> [DOCUMENT PASSAGE]:
# Great reading at a great price



## OKLAHOMAN (Feb 5, 2010)

Anyone intending to collect or sell fountain pens I highly recommend this book. It's on sale now at Amazon.com for $9.45 plus $3.99 shipping. I've seen this book for as high as $50 at bookstores. 
 "Fountain Pens Past and Present" Identification and Value Guide Second Edition by Paul Erano.
http://www.amazon.com/gp/offer-listing/1574323857/ref=dp_olp_0?ie=UTF8&condition=all
Great guide for collecting Fountain pens if thats what you want.
If your selling fountain pens, when a collector comes up to your booth it's great to be able to talk intelligently about Fountain pens


----------



## VisExp (Feb 6, 2010)

Thanks Roy


----------



## waynewright (Feb 6, 2010)

I spent two days next to Paul at the Philadelphia Pen Show this year.  He is a great guy and is a wealth of information on collecting and the making of fountain pens.  He was very gracious and took a lot of time to share with me his thoughts on what makes a good fountain pen and answer my many questions.   I purchased his book and its great.  I would recommend it for anyone interested in fountain pens.  He also writes a column for Stylus Magazine.

waynewright


----------



## BRobbins629 (Feb 6, 2010)

I've had the book for over a year. Not only is it a great read, but there are a bunch of great design inspirations, particularly for some silver overlays.  Highly recommended as well.


----------



## Mr Vic (Feb 6, 2010)

Thanks Roy! You just cost me $9.47 plus shipping..:crying:..Just recently purchased two antiques and in process of rebuilding them...Need a 'J' spring for one and sacs for both....just need to order them up. When I'm not working or turning....


----------



## toolcrazy (Feb 7, 2010)

Well, the $10 versions are gone. Lowest price now is $21.


----------



## Dan_F (Feb 9, 2010)

I've had it for a while also, very good. Get out your drool cup before opening this book!:biggrin:

Dan


----------



## Oldwagon (Feb 10, 2010)

Hey Roy,Thanks for posting the link.I ordered one.Should be getting it any day now.I can't wait.I am slowly working into fountain pen.When I was in grade school I used one alot.I wish I had it back.Along with a couple my grandmother used.To bad they are long gone.But the search is on.Thanks again. Todd


----------



## OKLAHOMAN (Feb 10, 2010)

Thats a shame glad I got mine, but I see that they do have it in used condition almost new for $10...





toolcrazy said:


> Well, the $10 versions are gone. Lowest price now is $21.


----------



## BigguyZ (Feb 11, 2010)

I got mine for $13 shipped as well (used, or course)


----------



## MuddyWater (Feb 11, 2010)

Don't forget to check your local library.  I did and not only did they have this book, but several others that looked like they would be good to take a look at.


----------



## Mr Vic (Feb 12, 2010)

Mine arrived today....If it's been used then I'm 21 years old....A quick leaf through revealed great photos and loads of info. Caught one section on how to check over a pen before buying..Thanks for posting the tip....

> [RECORD LIST]:
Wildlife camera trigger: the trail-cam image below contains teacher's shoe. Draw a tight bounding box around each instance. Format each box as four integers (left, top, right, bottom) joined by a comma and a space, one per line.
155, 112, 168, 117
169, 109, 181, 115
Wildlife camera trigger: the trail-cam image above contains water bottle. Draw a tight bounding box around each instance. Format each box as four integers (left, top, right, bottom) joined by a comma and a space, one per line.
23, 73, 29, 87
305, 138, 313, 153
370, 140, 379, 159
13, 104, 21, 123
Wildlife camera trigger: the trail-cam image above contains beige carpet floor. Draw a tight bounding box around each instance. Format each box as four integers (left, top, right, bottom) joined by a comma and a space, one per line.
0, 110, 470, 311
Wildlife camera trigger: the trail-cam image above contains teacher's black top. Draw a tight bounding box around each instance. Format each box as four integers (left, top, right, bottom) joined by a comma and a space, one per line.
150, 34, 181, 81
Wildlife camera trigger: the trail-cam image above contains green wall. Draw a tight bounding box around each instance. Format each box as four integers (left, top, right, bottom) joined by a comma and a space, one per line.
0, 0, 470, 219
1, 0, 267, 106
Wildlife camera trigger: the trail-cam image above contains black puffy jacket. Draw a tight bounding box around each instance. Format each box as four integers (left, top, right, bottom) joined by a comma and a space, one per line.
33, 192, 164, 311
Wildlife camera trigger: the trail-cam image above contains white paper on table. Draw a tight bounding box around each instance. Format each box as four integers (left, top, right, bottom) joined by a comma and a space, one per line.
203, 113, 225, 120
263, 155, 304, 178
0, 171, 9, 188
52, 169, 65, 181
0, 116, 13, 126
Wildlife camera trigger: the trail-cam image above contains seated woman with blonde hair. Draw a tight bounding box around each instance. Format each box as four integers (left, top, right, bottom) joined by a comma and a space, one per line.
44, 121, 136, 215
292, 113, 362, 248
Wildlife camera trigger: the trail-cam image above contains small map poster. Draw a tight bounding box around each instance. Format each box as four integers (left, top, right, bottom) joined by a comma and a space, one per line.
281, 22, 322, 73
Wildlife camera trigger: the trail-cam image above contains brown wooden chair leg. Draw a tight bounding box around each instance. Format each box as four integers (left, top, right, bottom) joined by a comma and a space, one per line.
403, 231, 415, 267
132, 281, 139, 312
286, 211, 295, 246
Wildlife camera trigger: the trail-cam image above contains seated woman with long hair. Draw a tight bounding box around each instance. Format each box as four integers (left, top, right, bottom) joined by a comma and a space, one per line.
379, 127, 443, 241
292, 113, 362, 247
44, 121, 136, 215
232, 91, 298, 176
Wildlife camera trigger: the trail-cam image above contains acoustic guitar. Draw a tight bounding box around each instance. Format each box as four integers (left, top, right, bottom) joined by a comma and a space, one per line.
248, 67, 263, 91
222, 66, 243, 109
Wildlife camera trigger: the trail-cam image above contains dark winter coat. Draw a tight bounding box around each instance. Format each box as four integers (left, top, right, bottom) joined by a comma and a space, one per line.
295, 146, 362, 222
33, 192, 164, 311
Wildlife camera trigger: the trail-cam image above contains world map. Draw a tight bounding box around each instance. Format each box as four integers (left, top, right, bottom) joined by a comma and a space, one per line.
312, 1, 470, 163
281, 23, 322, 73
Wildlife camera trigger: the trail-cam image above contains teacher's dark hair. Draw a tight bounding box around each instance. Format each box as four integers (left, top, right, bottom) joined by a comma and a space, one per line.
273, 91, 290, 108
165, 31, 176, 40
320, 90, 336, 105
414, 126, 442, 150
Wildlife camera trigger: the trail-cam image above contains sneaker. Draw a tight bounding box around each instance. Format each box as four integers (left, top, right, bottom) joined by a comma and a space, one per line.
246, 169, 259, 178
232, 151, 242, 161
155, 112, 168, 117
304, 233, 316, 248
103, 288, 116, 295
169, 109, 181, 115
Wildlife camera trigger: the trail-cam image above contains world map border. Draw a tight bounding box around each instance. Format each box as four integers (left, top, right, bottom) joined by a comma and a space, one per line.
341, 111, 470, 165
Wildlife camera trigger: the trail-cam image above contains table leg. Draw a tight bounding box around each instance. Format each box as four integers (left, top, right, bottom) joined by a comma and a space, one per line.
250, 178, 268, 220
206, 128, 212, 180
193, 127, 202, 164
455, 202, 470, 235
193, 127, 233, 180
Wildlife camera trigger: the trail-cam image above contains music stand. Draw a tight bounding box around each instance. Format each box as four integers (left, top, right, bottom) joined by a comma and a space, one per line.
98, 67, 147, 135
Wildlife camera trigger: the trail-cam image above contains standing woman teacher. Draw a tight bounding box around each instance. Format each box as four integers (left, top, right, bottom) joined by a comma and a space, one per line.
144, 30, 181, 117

> [SET TASK]: Reproduce verbatim the stretch of the fountain pen book thread from "## MuddyWater (Feb" through "(Feb 12, 2010)".

> [SOLUTION TO THIS TASK]:
## MuddyWater (Feb 11, 2010)

Don't forget to check your local library.  I did and not only did they have this book, but several others that looked like they would be good to take a look at.


----------



## Mr Vic (Feb 12, 2010)